Assigned task:
Line by line, return the listing exactly, without any of the images.

Input data:
= Beginning of Section =

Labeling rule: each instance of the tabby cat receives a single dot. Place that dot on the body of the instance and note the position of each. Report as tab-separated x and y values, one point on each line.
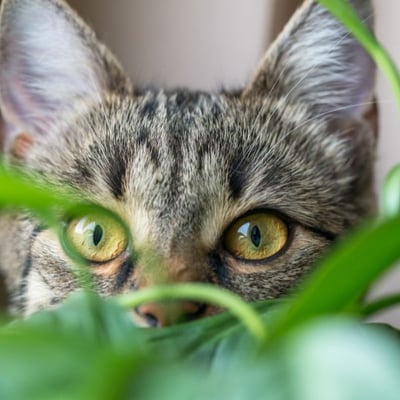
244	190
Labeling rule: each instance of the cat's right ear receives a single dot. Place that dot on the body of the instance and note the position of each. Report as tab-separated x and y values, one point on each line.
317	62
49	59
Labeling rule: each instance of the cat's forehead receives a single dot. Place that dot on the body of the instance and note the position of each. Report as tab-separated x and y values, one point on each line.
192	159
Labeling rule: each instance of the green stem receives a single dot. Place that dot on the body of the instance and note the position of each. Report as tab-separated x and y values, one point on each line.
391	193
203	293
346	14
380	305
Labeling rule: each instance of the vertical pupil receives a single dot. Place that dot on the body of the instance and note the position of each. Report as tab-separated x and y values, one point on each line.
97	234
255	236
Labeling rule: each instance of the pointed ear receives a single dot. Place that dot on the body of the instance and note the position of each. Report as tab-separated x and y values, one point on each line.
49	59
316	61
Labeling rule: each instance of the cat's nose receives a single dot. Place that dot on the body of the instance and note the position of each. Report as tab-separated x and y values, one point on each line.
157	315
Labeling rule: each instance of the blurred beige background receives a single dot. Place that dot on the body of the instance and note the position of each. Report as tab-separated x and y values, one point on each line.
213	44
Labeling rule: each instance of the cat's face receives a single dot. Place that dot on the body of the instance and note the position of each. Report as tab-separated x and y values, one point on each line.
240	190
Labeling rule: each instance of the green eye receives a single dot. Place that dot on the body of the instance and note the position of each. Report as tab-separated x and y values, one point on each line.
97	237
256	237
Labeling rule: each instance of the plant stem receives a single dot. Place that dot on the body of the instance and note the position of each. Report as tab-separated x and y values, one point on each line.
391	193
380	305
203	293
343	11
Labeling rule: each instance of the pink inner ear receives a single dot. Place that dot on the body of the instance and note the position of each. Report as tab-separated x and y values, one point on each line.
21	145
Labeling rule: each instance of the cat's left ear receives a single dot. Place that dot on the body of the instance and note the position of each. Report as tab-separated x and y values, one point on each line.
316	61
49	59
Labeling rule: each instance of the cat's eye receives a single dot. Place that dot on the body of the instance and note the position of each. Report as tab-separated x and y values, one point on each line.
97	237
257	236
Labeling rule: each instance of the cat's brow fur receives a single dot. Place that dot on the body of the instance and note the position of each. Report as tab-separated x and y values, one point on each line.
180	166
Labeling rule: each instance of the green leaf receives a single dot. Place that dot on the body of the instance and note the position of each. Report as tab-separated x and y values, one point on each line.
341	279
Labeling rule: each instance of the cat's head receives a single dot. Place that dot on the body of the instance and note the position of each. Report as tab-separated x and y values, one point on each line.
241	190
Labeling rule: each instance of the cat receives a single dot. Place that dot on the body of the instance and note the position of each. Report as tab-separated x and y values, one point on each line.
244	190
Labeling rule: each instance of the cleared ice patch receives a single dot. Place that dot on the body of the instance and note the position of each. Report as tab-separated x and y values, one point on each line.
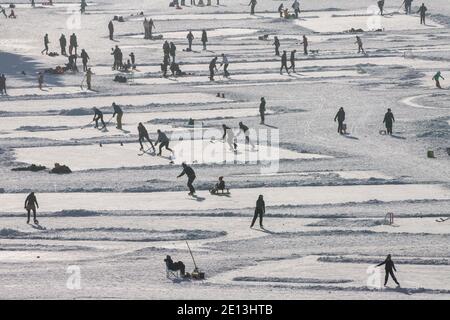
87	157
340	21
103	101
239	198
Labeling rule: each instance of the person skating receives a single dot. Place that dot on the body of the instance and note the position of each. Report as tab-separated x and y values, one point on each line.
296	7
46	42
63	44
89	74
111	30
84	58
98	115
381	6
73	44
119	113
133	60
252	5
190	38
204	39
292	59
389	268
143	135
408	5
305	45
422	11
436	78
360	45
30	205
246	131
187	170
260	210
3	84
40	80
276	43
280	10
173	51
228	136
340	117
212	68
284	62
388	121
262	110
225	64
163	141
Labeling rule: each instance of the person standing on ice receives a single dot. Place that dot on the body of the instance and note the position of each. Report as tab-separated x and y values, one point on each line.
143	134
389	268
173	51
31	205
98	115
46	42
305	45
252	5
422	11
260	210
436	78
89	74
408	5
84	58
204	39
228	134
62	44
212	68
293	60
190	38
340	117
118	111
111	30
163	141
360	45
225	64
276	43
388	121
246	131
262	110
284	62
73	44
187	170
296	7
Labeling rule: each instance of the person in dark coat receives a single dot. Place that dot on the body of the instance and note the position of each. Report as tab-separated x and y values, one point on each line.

= End of Section =

Response below:
Labeling rule: each instance of the tabby cat receives a single dot. Place that dot on the body of the instance and note the position of each. Report as tab-separated x and y values, one point on each line.
244	190
Labeling rule: each instance of the cat's right ear receives a single dot. Place that dot on the body of the instance and note the position of each. Report as tab-separated x and y values, one point on each line.
317	62
49	59
Labeling rule: each instance of the cat's forehead receives a single dot. Place that dot on the body of the instance and note the position of each. Report as tab-separated x and y values, one point on each line.
192	159
Labeling rule: each instance of the green stem receives a single dot. Place that dot on the body of the instance and note the position of each. Report as tab-separated x and y values, one point on each line.
391	193
203	293
346	14
380	305
Labeling rule: each instance of the vertical pupil receives a single dot. Place that dot on the body of the instance and note the position of each. Report as tab-separated x and y values, one point on each line.
97	234
255	236
Labeling rule: each instance of the pointed ear receives a single dot. Place that dot on the body of the instance and note the position of each. Report as tab-separated x and y values, one point on each line.
49	59
316	61
Labeling rule: each instance of the cat's nose receives a single dot. Place that dot on the body of the instance and note the position of each. Report as tab-separated x and y values, one point on each line.
157	315
Labeling rule: each instance of the blurred beige background receives a single dot. Place that dot on the body of the instance and note the position of each. Report as tab-separated x and y values, one point on each line.
213	44
Labeling rule: each instance of the cat's face receives a single dot. Place that dot on the body of the instance and note the position of each. Report as tab-separated x and y values, one point on each line.
240	190
Labeling rule: each instance of the green eye receives a single dot. Place that dot on the body of the instance and note the position of each. Report as tab-separated x and y values, one point on each line.
97	237
256	237
Labeling rule: each instance of the plant stem receives a single dot. Place that dot on the body of the instance and note the position of each. Report as tab-separated x and y values, one point on each line.
391	193
380	305
203	293
343	11
Labeling rule: each instance of the pink inner ear receives a single dot. Place that dot on the body of the instance and note the position of each. Report as tab-separated x and y values, one point on each line.
21	145
Labeling rule: each instance of the cat's left ear receives a single dot. Place that dot on the body of the instance and note the position of each. Report as tab-separated x and y values, one point on each line.
316	61
49	59
Labeling rule: each instance of the cat's eye receives a single dot. Place that dot on the body of the instance and note the position of each. Report as tab-separated x and y values, one point on each line.
97	237
257	236
Labeling rule: each instance of the cat's brow fur receives a single dot. Place that dot on the body of the instance and note the position of each. Report as tab-separated x and y values, one point on each line.
180	166
Labeling rule: each instance of the green leaf receives a single dot. Place that dot on the body of the instance and note the position of each. Report as tab-separated x and y values, one point on each line.
341	279
Labeling rule: each instance of the cat's head receives a single dot. Place that dot on the body of the instance and note the position of each. Report as tab-separated x and y values, one point on each line.
241	190
Labeling rule: each instance of the cat receives a single dot. Place that dot on the body of the instance and note the position of each. Report as tab-separated x and y values, one point on each line.
244	190
Labeling rule: each instance of the cleared ice patch receives a single dot. Place that dot on the body of the instance and note the position of each. Report as tab-separated x and y values, one point on each line.
87	157
340	21
103	101
239	198
Labeling rule: each instance of the person skating receives a single dot. Place that dot on the body of the instance and note the position of each. Report as tab-separated x and y values, one point on each line.
296	7
46	42
63	44
89	74
111	30
84	58
98	115
381	6
73	44
119	113
133	60
252	5
190	38
204	39
292	59
389	268
143	135
408	5
305	45
422	11
436	78
360	45
30	205
246	131
187	170
260	210
3	84
40	80
276	43
280	10
173	51
228	136
340	117
212	68
284	62
388	121
262	110
225	64
163	141
Labeling rule: each instance of the person standing on ice receives a single dot. Place that dot on the body of the instance and note the position of each. Report as tab-separated x and y values, one point on each line.
143	134
389	268
173	51
31	205
98	115
46	42
305	45
252	5
422	11
260	210
436	78
89	74
408	5
84	58
204	39
228	134
62	44
212	68
293	60
190	38
340	117
118	111
111	30
163	141
360	45
225	64
276	43
388	121
246	131
262	110
284	62
73	44
187	170
296	7
Labeling rule: each instance of the person in dark coat receives a single dot. Place that dot on the body of the instance and note the position of each. Report as tab-separated x and y values, one point on each line.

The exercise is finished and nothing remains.